■ **WHAT THE EXERCISE ASKS**
Reproduce the material in full, exactly as written.
/---
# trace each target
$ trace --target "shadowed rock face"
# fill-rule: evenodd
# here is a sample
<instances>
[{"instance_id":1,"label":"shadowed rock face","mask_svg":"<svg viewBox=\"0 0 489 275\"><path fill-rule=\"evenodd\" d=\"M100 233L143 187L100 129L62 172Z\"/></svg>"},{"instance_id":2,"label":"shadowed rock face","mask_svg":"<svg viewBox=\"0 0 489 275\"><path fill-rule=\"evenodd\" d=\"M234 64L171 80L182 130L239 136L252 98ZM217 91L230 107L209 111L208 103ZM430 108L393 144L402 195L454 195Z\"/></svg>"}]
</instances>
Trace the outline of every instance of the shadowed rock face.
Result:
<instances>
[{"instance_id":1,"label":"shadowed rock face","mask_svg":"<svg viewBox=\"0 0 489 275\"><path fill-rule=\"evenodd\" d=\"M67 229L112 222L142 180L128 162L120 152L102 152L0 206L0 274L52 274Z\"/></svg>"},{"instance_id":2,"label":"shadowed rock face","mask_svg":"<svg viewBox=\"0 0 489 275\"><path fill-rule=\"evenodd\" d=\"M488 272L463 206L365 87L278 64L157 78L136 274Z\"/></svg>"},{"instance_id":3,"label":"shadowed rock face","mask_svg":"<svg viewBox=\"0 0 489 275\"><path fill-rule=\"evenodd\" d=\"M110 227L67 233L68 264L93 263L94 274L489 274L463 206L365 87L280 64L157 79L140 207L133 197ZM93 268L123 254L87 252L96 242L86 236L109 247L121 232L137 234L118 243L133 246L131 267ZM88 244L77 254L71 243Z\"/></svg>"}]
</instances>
\---
■ **FINISHED ANSWER**
# trace each target
$ trace --target "shadowed rock face"
# fill-rule: evenodd
# here is a sample
<instances>
[{"instance_id":1,"label":"shadowed rock face","mask_svg":"<svg viewBox=\"0 0 489 275\"><path fill-rule=\"evenodd\" d=\"M100 233L143 187L100 129L62 172Z\"/></svg>"},{"instance_id":2,"label":"shadowed rock face","mask_svg":"<svg viewBox=\"0 0 489 275\"><path fill-rule=\"evenodd\" d=\"M234 64L171 80L182 130L239 136L252 98ZM217 91L230 107L209 111L208 103ZM430 108L393 144L402 195L454 195Z\"/></svg>"}]
</instances>
Trace the outline of every instance of the shadowed rock face.
Result:
<instances>
[{"instance_id":1,"label":"shadowed rock face","mask_svg":"<svg viewBox=\"0 0 489 275\"><path fill-rule=\"evenodd\" d=\"M67 229L112 222L142 180L128 162L120 152L102 152L0 206L0 274L52 274Z\"/></svg>"},{"instance_id":2,"label":"shadowed rock face","mask_svg":"<svg viewBox=\"0 0 489 275\"><path fill-rule=\"evenodd\" d=\"M488 272L463 206L365 87L278 64L157 78L136 274Z\"/></svg>"},{"instance_id":3,"label":"shadowed rock face","mask_svg":"<svg viewBox=\"0 0 489 275\"><path fill-rule=\"evenodd\" d=\"M110 227L67 233L68 264L93 263L94 274L489 274L463 206L365 87L280 64L157 79L140 207L133 197ZM93 268L123 254L87 252L96 242L86 236L109 247L121 232L137 234L118 243L133 246L131 267ZM88 244L77 254L71 243Z\"/></svg>"}]
</instances>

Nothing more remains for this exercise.